Task to carry out:
Copy the following entries word for word, beginning at the line that contains "Quality assurance note: the blue" and stopping after the line that contains "[[0, 0, 640, 241]]".

Entries:

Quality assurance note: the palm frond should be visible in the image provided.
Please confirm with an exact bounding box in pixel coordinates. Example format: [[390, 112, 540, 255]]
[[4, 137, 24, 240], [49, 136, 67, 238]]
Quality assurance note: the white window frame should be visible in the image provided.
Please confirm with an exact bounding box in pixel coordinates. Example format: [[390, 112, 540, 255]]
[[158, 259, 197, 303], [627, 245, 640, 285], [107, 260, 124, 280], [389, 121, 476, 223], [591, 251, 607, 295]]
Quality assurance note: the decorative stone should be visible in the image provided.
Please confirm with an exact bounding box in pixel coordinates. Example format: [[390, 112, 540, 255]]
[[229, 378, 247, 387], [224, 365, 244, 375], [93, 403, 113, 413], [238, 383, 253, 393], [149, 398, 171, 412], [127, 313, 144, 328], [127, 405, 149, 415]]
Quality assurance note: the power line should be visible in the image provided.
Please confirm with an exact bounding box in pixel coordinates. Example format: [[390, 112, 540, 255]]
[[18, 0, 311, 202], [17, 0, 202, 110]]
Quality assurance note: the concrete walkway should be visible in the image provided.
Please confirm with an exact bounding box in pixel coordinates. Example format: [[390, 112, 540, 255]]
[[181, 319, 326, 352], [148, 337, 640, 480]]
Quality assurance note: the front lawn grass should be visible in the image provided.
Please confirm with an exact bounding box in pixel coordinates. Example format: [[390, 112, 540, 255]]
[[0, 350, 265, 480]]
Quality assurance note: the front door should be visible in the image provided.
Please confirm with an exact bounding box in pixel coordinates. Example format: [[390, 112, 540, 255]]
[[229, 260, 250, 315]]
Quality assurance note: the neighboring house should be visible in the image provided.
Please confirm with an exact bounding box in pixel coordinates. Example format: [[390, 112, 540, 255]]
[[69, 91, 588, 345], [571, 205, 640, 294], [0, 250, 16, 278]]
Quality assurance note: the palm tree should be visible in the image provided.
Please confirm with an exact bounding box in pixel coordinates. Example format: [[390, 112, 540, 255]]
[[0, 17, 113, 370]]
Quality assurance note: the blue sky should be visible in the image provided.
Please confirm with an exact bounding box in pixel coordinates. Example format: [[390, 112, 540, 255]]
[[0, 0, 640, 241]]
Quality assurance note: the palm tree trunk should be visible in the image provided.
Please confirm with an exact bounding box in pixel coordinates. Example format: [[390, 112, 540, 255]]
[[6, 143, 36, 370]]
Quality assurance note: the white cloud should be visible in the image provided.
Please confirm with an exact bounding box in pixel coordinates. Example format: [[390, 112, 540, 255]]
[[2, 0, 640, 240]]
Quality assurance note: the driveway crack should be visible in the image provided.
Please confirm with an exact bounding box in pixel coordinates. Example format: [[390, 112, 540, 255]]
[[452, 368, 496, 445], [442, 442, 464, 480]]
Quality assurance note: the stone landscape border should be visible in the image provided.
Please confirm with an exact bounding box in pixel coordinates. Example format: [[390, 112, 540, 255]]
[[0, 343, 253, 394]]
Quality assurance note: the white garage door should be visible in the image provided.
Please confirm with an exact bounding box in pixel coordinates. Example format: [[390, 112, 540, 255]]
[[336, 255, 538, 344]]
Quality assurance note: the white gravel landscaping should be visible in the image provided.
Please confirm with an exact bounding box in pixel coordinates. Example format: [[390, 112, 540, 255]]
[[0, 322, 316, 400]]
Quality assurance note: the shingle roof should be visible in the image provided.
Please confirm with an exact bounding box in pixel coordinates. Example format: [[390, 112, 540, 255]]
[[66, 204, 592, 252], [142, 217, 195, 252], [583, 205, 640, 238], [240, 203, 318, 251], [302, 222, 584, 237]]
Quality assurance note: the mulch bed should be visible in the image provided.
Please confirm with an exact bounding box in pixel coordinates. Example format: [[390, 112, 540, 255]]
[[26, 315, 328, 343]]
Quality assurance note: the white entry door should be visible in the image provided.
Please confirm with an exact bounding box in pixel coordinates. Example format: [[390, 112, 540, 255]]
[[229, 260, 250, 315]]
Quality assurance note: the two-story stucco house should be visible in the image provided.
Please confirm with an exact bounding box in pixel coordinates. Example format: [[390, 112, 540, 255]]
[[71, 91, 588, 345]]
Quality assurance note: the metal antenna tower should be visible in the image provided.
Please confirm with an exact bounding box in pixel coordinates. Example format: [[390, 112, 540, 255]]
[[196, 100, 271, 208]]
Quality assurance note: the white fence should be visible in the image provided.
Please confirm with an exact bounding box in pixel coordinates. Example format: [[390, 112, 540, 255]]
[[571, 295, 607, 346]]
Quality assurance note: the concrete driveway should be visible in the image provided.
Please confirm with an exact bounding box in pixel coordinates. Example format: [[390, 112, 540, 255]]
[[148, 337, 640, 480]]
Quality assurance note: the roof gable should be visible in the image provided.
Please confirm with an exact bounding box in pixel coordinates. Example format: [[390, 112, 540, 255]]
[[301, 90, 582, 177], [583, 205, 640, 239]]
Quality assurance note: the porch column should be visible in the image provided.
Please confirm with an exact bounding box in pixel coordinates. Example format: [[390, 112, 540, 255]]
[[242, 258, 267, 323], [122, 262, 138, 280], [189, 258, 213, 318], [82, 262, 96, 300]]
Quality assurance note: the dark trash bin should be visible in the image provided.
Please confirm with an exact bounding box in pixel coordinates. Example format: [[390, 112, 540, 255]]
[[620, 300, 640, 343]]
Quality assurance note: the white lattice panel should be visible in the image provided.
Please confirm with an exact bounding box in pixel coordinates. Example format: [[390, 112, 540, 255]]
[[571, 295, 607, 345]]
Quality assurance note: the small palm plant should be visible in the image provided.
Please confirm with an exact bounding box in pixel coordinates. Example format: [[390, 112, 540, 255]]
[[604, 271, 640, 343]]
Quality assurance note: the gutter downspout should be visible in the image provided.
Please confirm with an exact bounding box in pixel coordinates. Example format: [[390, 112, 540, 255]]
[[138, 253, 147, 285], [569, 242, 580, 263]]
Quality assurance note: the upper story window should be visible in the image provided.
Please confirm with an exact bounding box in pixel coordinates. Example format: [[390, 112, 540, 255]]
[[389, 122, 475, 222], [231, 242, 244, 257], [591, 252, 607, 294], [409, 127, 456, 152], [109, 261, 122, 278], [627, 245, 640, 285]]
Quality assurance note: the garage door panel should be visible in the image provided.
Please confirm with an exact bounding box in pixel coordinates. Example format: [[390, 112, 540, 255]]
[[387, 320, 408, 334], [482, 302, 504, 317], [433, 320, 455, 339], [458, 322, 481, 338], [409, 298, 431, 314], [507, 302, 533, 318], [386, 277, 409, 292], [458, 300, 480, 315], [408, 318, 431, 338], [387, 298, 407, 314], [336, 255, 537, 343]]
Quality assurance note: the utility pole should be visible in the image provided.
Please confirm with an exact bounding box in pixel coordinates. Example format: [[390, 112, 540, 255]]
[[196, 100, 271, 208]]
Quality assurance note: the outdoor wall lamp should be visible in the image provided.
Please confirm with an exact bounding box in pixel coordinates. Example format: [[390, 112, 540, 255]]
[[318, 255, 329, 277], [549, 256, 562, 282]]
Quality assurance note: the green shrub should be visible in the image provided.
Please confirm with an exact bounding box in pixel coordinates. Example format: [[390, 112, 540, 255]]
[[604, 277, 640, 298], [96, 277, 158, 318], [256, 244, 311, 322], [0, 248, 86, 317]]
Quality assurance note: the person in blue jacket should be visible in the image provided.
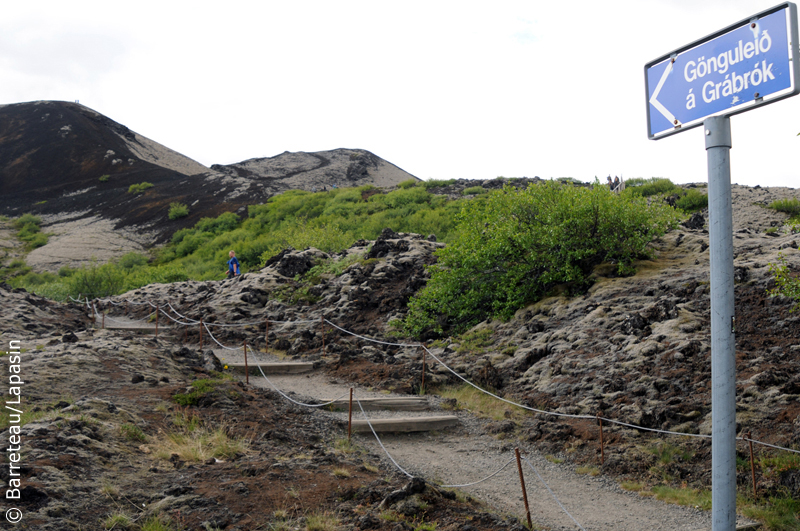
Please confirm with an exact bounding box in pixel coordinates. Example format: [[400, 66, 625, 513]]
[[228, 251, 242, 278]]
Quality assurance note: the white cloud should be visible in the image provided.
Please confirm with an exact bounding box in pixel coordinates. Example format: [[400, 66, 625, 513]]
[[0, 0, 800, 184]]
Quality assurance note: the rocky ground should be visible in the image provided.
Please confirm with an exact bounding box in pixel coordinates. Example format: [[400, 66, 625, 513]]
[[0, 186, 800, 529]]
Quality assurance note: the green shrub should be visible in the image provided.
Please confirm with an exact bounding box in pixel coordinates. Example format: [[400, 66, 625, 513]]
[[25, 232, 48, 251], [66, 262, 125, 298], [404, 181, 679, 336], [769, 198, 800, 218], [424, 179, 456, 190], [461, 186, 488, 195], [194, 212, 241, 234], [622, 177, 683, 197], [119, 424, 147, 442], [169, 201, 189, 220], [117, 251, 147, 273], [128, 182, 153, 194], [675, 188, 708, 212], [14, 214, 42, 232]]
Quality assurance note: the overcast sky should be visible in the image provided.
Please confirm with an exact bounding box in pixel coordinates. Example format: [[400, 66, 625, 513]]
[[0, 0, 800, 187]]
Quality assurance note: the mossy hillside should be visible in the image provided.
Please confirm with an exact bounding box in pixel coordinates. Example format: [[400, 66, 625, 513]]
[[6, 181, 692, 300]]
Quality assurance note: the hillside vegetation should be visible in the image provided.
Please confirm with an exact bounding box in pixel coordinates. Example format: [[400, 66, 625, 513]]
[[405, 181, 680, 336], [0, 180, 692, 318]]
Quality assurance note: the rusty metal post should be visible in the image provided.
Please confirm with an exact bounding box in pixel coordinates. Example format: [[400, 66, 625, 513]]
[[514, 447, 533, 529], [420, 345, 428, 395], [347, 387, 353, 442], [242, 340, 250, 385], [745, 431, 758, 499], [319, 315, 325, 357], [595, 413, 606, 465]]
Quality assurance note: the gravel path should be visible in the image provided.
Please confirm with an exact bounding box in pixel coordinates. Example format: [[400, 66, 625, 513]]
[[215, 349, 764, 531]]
* * *
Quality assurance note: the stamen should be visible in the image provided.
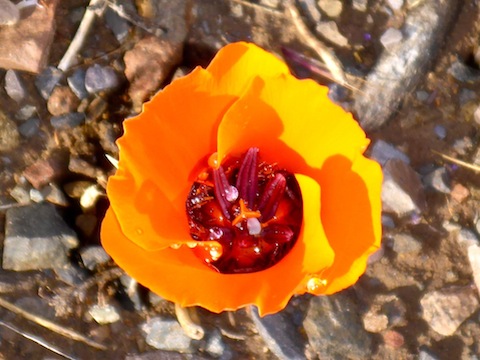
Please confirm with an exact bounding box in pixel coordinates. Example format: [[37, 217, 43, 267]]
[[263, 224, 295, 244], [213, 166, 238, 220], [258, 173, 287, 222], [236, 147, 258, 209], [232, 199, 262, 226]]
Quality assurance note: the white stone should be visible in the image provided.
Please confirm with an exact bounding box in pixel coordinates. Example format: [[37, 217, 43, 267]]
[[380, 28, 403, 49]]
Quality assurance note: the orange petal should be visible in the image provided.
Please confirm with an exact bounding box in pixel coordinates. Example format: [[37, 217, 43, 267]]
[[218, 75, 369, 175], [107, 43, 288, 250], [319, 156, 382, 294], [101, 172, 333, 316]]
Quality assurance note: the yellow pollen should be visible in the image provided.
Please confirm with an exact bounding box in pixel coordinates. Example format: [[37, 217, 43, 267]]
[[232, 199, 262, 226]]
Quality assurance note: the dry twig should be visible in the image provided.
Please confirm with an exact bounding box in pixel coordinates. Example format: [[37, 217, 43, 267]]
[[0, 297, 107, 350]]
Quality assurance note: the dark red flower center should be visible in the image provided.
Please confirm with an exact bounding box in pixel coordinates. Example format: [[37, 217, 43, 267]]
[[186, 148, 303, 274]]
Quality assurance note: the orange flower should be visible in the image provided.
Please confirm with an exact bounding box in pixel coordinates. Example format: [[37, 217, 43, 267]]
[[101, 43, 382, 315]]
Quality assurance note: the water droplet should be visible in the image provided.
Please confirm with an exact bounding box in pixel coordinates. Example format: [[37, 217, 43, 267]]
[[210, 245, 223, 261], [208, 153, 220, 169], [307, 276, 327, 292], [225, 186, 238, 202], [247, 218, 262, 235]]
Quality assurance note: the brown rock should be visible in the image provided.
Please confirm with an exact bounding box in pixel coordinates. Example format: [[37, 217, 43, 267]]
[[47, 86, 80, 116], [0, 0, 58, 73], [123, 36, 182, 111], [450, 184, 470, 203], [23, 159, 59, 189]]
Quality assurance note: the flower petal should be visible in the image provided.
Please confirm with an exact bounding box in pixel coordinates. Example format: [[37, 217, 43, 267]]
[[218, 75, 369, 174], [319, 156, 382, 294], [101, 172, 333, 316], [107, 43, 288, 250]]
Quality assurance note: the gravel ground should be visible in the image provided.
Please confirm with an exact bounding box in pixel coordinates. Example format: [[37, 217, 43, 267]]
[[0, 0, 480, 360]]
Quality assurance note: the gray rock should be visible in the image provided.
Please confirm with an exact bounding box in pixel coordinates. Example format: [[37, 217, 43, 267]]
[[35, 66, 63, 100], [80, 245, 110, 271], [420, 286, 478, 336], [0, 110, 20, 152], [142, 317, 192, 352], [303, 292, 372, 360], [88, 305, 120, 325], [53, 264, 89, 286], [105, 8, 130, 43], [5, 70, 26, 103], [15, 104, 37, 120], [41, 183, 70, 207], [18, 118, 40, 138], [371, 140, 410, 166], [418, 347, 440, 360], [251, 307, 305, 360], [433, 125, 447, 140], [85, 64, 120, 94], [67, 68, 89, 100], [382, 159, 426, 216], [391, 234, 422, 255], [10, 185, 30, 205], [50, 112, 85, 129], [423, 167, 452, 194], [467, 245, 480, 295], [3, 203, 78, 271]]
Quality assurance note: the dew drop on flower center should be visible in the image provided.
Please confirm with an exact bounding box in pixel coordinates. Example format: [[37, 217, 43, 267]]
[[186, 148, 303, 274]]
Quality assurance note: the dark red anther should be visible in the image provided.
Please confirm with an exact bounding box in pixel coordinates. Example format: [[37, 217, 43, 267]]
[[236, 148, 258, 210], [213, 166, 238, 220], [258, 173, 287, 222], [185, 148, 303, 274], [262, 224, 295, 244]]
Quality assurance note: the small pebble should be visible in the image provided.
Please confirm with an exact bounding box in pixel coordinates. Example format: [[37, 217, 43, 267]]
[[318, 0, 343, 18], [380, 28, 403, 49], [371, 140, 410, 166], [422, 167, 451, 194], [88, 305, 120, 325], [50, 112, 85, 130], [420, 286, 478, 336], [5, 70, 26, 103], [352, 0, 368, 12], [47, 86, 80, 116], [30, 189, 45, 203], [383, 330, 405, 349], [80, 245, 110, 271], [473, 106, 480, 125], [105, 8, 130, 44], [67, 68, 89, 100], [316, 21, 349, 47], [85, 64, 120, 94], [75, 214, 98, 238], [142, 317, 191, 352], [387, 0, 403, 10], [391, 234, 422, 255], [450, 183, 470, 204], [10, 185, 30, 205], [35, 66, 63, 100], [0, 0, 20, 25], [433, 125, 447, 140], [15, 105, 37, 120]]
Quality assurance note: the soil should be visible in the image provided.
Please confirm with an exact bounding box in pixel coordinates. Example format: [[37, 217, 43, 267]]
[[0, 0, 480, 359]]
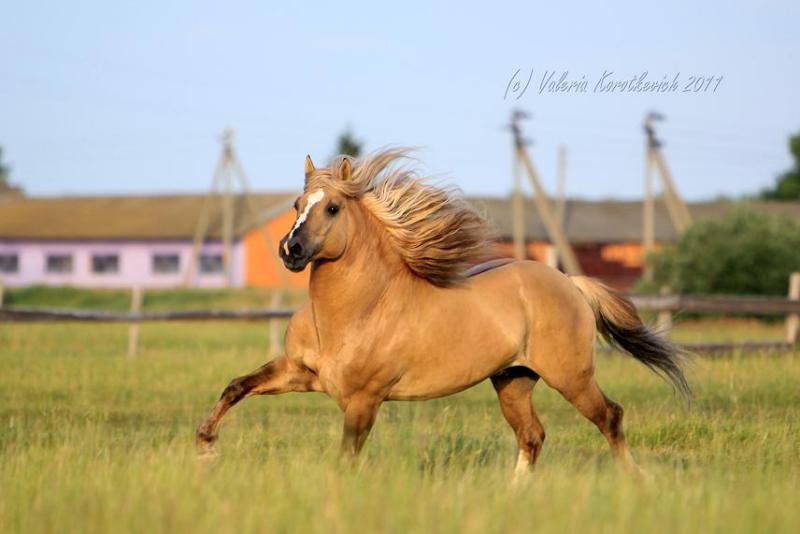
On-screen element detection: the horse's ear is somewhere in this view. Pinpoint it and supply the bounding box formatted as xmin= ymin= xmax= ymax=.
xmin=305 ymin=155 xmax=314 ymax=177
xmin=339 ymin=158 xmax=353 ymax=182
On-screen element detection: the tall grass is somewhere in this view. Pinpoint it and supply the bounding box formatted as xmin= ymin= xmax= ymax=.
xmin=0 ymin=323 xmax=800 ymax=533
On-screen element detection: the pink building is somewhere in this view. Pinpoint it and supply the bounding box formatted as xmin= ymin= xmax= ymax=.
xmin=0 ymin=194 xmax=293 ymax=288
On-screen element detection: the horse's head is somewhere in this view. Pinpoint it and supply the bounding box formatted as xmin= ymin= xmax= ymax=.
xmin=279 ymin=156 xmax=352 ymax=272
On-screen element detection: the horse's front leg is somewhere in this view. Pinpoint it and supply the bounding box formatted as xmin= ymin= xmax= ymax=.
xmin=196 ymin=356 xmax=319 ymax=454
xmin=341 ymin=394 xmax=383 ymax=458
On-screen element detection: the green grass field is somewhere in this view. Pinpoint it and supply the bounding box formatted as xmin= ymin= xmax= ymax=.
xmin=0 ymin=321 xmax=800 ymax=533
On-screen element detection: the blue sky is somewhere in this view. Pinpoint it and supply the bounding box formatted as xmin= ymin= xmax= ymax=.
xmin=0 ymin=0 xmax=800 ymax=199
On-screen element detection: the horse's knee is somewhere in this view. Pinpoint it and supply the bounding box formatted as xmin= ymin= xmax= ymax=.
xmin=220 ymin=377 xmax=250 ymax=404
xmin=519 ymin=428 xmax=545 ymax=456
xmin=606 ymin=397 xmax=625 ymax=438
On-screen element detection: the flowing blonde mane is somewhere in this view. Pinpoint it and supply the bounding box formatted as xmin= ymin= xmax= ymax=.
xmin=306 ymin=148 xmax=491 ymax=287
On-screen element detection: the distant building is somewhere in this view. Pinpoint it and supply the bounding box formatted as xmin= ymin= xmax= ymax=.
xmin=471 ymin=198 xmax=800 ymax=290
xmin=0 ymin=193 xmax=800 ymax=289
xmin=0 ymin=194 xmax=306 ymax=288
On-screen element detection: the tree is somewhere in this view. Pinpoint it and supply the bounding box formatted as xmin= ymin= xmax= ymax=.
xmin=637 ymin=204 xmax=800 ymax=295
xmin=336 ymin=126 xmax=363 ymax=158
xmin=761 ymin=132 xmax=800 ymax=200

Solution for this task:
Quality assurance note: the blue sky should be visible in the image provided.
Please confirm with an exact bounding box in pixel coordinates. Example format: [[390, 112, 540, 255]]
[[0, 0, 640, 241]]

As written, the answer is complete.